**Your goal:**
Look below for the line with "Annotation guideline. For every instance of the tall". Extract that line and each one after it through the last, word for word.

**Record set:**
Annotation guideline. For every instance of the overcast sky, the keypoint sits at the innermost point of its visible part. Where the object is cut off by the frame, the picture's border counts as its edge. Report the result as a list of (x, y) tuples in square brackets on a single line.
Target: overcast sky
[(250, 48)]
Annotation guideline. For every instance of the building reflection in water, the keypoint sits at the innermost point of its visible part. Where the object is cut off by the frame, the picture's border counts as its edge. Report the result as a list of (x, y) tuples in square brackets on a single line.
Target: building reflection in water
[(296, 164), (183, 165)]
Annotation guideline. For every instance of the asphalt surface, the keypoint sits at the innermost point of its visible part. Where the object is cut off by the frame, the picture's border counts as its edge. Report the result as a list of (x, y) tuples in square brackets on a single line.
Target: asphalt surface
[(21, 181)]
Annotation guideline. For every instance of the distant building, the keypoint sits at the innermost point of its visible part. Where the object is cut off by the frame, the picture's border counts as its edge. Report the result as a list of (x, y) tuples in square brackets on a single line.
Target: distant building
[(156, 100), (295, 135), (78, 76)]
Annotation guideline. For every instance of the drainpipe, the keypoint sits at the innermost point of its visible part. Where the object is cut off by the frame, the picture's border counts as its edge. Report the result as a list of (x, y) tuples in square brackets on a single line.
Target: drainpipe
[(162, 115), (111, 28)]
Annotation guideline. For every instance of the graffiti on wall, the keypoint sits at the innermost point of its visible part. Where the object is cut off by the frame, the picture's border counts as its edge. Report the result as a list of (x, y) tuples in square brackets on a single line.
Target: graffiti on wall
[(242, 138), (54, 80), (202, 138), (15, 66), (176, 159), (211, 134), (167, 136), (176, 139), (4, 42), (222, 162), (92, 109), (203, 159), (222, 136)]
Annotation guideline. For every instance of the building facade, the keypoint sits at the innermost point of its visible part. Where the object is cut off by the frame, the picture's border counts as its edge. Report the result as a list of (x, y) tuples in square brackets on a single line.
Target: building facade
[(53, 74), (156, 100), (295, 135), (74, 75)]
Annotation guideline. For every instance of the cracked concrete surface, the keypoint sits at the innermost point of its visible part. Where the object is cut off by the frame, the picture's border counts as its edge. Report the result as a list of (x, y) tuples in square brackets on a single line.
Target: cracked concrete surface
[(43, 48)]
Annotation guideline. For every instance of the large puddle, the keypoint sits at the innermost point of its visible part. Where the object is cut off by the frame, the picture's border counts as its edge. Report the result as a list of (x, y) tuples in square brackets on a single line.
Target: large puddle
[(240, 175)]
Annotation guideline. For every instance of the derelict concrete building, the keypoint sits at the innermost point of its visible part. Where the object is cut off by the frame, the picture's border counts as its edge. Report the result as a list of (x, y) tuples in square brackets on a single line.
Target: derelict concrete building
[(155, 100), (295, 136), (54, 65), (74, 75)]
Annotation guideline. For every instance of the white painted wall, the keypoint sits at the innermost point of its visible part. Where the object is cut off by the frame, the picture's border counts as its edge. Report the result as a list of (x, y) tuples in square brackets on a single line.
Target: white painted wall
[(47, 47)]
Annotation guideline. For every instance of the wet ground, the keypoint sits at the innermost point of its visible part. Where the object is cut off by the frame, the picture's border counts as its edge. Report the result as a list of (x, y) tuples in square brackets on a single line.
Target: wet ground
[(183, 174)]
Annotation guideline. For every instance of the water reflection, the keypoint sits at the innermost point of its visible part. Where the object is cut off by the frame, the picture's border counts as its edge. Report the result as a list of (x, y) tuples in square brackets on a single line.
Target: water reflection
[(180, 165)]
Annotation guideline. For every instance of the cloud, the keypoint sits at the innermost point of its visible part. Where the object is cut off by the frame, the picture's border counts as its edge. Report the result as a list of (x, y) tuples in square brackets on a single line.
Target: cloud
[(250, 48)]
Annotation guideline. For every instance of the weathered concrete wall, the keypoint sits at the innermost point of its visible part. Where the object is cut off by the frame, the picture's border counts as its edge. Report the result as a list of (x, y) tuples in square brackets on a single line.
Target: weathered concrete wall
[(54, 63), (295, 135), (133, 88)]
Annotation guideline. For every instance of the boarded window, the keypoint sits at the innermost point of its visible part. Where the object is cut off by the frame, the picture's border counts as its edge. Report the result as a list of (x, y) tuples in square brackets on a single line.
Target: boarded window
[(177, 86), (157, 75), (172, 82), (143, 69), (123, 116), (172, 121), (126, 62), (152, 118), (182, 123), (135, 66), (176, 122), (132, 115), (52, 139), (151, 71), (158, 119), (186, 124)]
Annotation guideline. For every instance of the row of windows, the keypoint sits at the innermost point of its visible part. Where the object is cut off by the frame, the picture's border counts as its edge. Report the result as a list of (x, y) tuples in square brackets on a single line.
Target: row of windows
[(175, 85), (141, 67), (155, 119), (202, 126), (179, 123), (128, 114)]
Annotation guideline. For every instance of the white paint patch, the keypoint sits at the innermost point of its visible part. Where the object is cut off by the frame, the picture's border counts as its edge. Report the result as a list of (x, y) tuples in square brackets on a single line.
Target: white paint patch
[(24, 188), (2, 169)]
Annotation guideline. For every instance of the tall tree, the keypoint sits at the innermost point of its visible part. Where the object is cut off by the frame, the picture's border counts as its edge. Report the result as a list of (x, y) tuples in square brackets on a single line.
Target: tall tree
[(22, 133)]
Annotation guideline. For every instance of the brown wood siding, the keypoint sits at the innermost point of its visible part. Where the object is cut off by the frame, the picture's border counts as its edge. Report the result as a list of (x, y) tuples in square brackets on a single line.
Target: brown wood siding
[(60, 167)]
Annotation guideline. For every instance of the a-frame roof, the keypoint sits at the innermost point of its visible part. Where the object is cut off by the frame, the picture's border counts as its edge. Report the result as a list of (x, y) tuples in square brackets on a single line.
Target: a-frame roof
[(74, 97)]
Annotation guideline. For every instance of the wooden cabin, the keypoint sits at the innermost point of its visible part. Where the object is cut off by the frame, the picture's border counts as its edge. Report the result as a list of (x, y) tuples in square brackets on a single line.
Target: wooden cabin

**Solution:**
Annotation guideline. For every instance of the tall tree, the keypoint sits at the innermost point of its visible part. Where the object is cut off by the frame, the picture's border counts as its edge. Report the result as a list of (x, y) tuples in square brackets on a single line.
Target: tall tree
[(22, 133)]
Annotation guideline. For every instance of the brown wood siding, the keypoint sits at the innermost point of its visible part. Where the object is cut off by the frame, the picture's border counts as its edge. Report the result as a list of (x, y) tuples in square brackets on a single line.
Target: brown wood siding
[(60, 167)]
Annotation guideline. For every instance of the a-frame roof, the keypoint sits at the innermost point of its visible part. Where the object is cut off by the frame, the picture's border counts as its edge. Report the result as a list of (x, y) tuples in square brackets on a single line.
Target: a-frame roof
[(74, 97)]
Annotation guideline. For every instance of the wooden cabin, the keypoint sits at the innermost point of its visible part. Where the object is cut off by the frame, the picture's border counts as its edge. Report the result as a list of (x, y) tuples in square brackets on a single line.
Target: wooden cabin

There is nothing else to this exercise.